In your copy, include no images, and write out every entry below exactly as it stands.

[Referring expression pointing data]
^^^^^^^^^^^^^^^^

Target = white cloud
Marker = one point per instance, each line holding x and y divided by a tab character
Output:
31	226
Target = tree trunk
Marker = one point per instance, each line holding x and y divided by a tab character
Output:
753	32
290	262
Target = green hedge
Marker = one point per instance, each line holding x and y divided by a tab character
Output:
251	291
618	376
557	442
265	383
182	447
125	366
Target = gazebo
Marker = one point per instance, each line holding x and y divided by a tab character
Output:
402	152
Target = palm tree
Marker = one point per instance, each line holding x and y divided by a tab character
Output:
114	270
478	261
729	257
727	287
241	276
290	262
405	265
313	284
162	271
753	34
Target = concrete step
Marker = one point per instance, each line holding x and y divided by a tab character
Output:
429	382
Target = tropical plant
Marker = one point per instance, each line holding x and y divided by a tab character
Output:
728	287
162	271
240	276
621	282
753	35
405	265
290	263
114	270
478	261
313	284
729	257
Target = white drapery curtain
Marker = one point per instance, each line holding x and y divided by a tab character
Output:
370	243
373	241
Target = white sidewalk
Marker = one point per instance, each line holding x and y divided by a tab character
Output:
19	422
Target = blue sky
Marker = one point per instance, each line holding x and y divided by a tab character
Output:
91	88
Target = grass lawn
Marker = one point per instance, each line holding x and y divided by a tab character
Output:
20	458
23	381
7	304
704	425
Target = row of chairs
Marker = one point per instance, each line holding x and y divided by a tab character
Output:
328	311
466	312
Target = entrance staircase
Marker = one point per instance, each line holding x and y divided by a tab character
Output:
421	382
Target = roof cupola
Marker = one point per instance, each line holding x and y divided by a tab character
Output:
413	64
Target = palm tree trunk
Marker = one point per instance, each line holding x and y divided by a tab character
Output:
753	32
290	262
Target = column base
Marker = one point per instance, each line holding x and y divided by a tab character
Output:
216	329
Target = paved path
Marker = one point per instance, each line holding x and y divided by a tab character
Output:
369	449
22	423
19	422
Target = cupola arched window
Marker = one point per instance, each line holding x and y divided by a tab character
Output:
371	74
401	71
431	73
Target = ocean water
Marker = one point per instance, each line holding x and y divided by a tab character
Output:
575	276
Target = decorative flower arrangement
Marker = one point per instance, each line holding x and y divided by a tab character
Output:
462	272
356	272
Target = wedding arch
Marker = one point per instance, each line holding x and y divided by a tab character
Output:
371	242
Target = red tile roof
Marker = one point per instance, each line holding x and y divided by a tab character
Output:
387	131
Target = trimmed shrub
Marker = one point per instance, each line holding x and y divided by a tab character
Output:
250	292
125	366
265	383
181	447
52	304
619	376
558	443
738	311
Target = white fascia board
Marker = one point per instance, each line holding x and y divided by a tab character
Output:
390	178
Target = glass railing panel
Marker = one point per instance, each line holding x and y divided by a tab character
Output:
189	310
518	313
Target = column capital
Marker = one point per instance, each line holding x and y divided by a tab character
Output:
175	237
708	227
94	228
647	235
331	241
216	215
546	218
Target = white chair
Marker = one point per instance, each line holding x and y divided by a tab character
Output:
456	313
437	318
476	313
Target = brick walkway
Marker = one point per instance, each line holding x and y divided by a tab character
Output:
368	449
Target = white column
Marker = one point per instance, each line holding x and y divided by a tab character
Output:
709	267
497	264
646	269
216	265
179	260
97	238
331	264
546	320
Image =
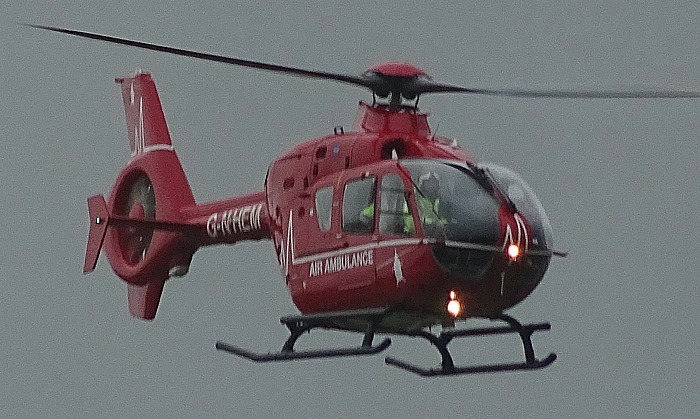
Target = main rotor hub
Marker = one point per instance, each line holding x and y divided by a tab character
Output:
396	79
397	69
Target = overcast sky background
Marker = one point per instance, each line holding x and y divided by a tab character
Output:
618	178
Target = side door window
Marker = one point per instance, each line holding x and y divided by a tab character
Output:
324	205
395	214
358	205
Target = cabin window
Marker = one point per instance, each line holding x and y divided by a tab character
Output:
324	202
358	205
395	214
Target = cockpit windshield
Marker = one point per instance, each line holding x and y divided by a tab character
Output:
525	201
452	203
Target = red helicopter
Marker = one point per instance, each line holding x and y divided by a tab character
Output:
386	228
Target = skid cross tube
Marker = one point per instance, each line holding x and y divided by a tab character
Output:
297	325
447	364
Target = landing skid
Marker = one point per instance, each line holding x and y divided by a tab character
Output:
447	364
304	323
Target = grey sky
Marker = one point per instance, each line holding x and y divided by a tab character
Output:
618	178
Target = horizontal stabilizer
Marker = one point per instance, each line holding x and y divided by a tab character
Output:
99	216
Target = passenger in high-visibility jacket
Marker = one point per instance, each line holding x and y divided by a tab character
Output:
428	202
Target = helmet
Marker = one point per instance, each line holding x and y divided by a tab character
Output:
429	184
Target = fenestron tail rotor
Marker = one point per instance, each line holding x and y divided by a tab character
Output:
395	80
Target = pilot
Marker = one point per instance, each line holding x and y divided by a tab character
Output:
428	202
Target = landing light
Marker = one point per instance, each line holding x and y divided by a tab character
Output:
454	307
513	251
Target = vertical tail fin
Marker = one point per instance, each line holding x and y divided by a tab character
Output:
152	187
145	121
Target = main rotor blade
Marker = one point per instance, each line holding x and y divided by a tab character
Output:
213	57
408	87
432	87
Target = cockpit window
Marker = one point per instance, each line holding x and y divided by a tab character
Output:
395	214
324	198
358	205
451	202
456	206
525	201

^^^^^^^^^^^^^^^^

_ANSWER SECTION:_
Target = white cloud
Marker = one point per instance, each line holding x and y divided by a tab character
Output:
31	226
Target = tree trunk
Marker = one point per instance, each line holding x and y divided by a tab character
Output:
753	32
290	262
Target = green hedge
Marker = one point per instance, each line holding x and y divided by a tab character
Output:
251	291
618	376
557	442
265	383
182	447
125	366
Target = gazebo
Marker = one point per instance, each line holding x and y divided by a tab character
Output:
402	152
Target = palm tree
Marker = one point per instance, each line holding x and y divided by a tab character
Output:
114	270
478	261
729	257
727	287
241	276
290	262
405	265
313	284
162	271
753	34
Target = concrete step
Marker = one point per instance, each line holding x and y divided by a tab character
Output:
429	382
Target = tropical plant
Marker = one point per instance, each line holding x and y divided by a tab character
Output:
728	287
162	271
240	276
621	282
753	35
405	265
290	263
114	270
478	261
313	284
729	257
Target = white drapery curtain
Marker = one point per instance, each line holding x and y divided by a tab character
Output:
370	243
373	241
Target = white sidewalk
Marker = one point per instance, each line holding x and y divided by a tab character
Output:
19	422
Target = blue sky
Marker = one point per instance, each line holding x and y divided by a tab character
Output:
91	88
Target = grass lawn
Marker = one point per instance, each line holding x and y divided by a tab character
Output:
20	458
23	381
7	304
704	425
Target = row of chairs
Marker = one point per instance, each line holding x and y divided by a tab character
Output:
328	311
466	312
Target = entrance staircase
Marker = one point per instance, each line holding x and y divided by a tab character
Output:
421	382
Target = roof cupola
Marker = one point per instance, each line holding x and y divided by a tab character
Output:
413	64
Target = palm tree trunk
Marker = one point per instance, each line holding x and y divided by a tab character
Output:
753	32
290	262
Target = column base
Marker = one point per instance, each line holding x and y divided by a tab character
Output:
216	329
Target = paved path
Marker = one point per instance, each line holding x and y divided by a tab character
Output:
369	449
22	423
19	422
Target = cupola arched window
Marker = one point per instance, each line holding x and y divided by a tab character
Output:
371	74
401	71
431	73
Target = ocean water
Marker = one point per instance, each line holding x and y divided by a tab character
Output:
575	276
Target = decorative flower arrangement
Marker = one point per instance, each line holding x and y divided by a tab character
Output:
462	272
356	272
Target = wedding arch
Marker = one point per instance, each line holding x and y divided by a tab character
Output:
371	242
Target = red tile roof
Marker = one point per instance, each line holding x and y divided by a tab character
Output:
387	131
Target = trimmed shrub
Marker = one point per instance, each line holding x and y divided by a tab character
Output:
250	292
125	366
265	383
181	447
52	304
619	376
558	443
738	311
Target = white fascia board
Marker = one point per instance, each line holding x and y divided by a tab character
Output:
390	178
Target = glass railing panel
Marker = one point per instance, each line holding x and y divided by a tab character
Output:
189	310
518	313
Target = column capital
Marker = one point per instance, each line holding x and y divided by a tab character
Output:
175	237
708	227
94	228
647	235
331	241
216	215
546	218
Target = white chair
Marker = one point per instance, each line holding x and y divided by a tab character
Output:
456	313
437	318
476	313
Target = brick walkway
Marker = one point per instance, each line holding x and y divided by a tab character
Output:
368	449
Target = white column
Marker = one point per instance, each line holding x and y divided by a tab character
Output:
709	267
497	264
646	269
216	265
179	260
97	238
331	264
546	320
Image =
Target = main rotor hub
Marker = one point per instance, each line holding x and y divided by a tab character
Output:
396	79
397	69
Target = overcast sky background
Marker = one point per instance, each line holding x and y divided by a tab character
Output:
618	178
Target = side door window
Marker = one point per instance, each line holding x and y divided by a tab character
Output:
324	205
395	214
358	205
Target = cabin window
Marker = one point per instance, each line holding x and y divided by a tab character
Output:
324	202
358	205
395	214
Target = cockpit windshield
Marker = one point per instance, each line holding x and y divided by a tab character
Output:
525	201
452	203
Target = red helicopter
Marker = one point per instance, each line holding x and y divided by a tab character
Output:
386	228
Target = skid cross tube
Marker = one point per instance, each line holding x and y divided by a tab character
Output:
297	325
447	364
Target = landing skid
Marker = one point per instance, each line holding x and y divided by a tab character
Output:
447	364
304	323
Target = grey sky
Marker = one point per instance, each line holding x and y divided by a tab character
Output:
618	178
Target = horizontal stabilizer
Marker = one point per instance, each line holding x and y divided by a tab character
Output:
99	216
Target = passenger in high-visibility jacket
Marker = one point per instance, each line holding x and y divided by a tab character
Output:
428	202
Target = helmet
Marker = one point per instance, each line holding x and y divided by a tab character
Output:
429	184
Target = fenestron tail rotor
Marker = one point per instance, each line holding x and y divided by a tab character
Output:
395	80
Target = pilot
Marker = one point per instance, each line holding x and y divided by a tab character
Output:
428	202
Target = landing light
Marker = one point per instance, each line holding x and y divided by a tab character
Output:
454	307
513	251
Target = vertical tail fin
Marker = one point per instance, each line holding x and y divided by a tab character
Output:
152	187
145	121
Target = main rotor blade
Marker = one point per instance, each line holding x and y divided by a tab character
Output:
213	57
408	87
432	87
Target = cockpit window
Marker = one point per instance, each line holding x and y divided by a tab character
Output:
395	214
324	198
358	205
451	202
456	206
525	201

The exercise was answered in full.